• _Written request A_
Translate this sentence from the Doctor Who episode review into Spanish: "It is a very well written show, and as the seasons go on, I think it keeps getting better and better."

• _Text segment_
On The Set Design: “Doctor Who: The Girl in the Fireplace”


My boyfriend introduced me to this little cult classic of a tv show called “Doctor Who” about a year ago. You may have heard of it. A time lord in a spaceship that looks like an old police box travels through space and time with a female companion to save the universe over and over again. It is a very well written show, and as the seasons go on, I think it keeps getting better and better. The following episide I am writing about today is a personal favorite. The plot is genius, and heartfelt, and the set is accuratly late 17th century.

The “Girl” staring into the broken clock on the fireplace.

This episode is in the second series (well, the latest second series) where David Tennant plays “The Doctor”, and he is accompanied by “Rose” played by Billie Piper, and her boyfriend Micky.

This particular episode sticks with me mainly because of the sweet, heart-wrenching plot, ( the episode was nominated for a Nebula Award[3] and won the 2007 Hugo Award for Best Dramatic Presentation, Short Form) , and the story line’s accuracy to the real events surrounding the incredible Madame De Pompadour’s life.

The real Madame De Pompadour

Here’s a synapsis of the storyline: The T.A.R.D.I.S., (the Doctor’s Spaceship) arrives in a seemingly abandoned space station floating in outerspace. The travelers curiously find an 18th century French fireplace on board. Looking through the fireplace, the Doctor sees a young girl. He asks who she is, and she replies that her name is Reinette, and that she lives in Paris in the year 1727 (a young Madame de Pompadour). The fireplace turns out to be a “time window”, allowing direct access Reinette’s bedroom. The Doctor discovers that each time he passes through the fireplace, months have passed here, rather than mere seconds in the Doctor’s time on the spaceship.

Reignette’s gorgeous 18th century bedroom. Note the multi colored paneled walls, candle lit sconces, rich fabrics and large bed. Fit for a King’s mistress.

Doctor discovers a ticking humanoid wearing eighteenth century clothing and a jester’s mask hiding under Reinette’s bed. The Doctor tricks the robot back to the spacecraft, where he and his companions learn that it is actually an android made of intricate clockwork. Returning to Reinette’s bedroom, the Doctor finds that much time has passed, and she is now a young woman, and the King’s Mistress, and well known socialite.

• _Written request B_
Count the lines in the rows below that contain the string "Query", and reply with the number alone.

• _Data shown_

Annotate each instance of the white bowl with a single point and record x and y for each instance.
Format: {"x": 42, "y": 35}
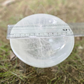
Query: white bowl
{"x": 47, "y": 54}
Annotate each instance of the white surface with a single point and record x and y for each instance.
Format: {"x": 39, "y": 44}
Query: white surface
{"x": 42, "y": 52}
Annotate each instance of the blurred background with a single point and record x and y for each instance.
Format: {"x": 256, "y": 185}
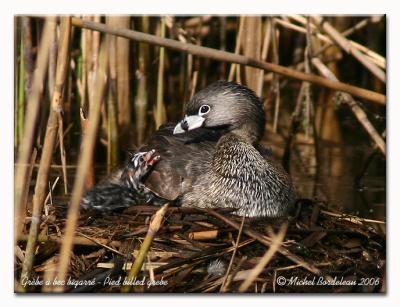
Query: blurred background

---

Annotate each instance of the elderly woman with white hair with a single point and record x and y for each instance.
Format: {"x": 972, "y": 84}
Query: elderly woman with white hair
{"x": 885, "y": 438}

• _Correct answer A_
Es una serie muy bien escrita y, a medida que avanzan las temporadas, creo que sigue mejorando cada vez más.

• _Correct answer B_
4